OBJECTIVE: Count the lines in the items below that contain the string "field", treating uppercase and lowercase letters as different, and give only the number.

TASK INPUT:

#####

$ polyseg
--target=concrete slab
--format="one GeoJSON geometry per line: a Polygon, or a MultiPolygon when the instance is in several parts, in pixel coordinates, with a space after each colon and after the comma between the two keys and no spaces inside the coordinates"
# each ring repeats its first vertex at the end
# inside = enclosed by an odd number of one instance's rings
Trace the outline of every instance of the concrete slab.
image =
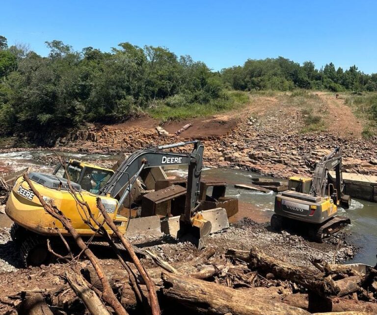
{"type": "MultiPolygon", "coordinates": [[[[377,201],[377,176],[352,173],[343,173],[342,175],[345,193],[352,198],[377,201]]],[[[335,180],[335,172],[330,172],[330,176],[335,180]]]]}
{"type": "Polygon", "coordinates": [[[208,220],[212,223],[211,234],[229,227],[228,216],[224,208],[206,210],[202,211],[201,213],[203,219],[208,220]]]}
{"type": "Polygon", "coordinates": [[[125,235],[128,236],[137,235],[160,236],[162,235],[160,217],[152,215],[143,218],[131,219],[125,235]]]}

#####

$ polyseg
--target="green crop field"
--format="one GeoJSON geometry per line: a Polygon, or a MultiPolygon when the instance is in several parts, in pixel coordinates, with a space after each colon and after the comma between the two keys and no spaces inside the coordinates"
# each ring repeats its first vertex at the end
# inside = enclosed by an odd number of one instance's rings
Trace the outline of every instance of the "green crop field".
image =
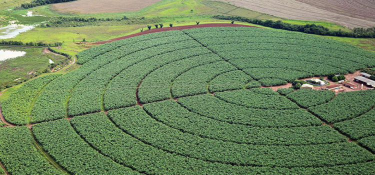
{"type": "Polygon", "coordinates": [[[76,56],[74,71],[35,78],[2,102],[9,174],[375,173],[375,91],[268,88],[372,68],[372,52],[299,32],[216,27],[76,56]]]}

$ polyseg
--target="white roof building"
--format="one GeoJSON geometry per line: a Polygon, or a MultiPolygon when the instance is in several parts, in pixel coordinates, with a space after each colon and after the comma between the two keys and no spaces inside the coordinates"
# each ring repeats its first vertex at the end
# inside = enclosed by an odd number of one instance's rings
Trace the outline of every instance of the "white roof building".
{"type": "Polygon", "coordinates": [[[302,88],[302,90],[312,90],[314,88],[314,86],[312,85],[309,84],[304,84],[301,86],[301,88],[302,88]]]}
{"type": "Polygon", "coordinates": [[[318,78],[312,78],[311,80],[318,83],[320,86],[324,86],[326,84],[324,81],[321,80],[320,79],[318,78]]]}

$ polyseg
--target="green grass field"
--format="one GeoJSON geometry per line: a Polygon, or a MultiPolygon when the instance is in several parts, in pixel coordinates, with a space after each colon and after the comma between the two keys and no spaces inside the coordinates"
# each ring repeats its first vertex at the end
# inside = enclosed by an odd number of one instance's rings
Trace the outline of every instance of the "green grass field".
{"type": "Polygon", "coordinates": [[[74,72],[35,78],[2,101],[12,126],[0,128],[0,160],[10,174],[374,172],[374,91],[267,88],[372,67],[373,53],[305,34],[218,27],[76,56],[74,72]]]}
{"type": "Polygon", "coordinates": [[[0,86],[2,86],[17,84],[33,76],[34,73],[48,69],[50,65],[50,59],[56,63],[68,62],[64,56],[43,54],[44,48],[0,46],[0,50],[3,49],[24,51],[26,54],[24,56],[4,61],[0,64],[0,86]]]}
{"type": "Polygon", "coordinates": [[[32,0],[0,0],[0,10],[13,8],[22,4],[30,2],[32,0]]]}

#####

RESPONSE FOR THIS EXERCISE: 4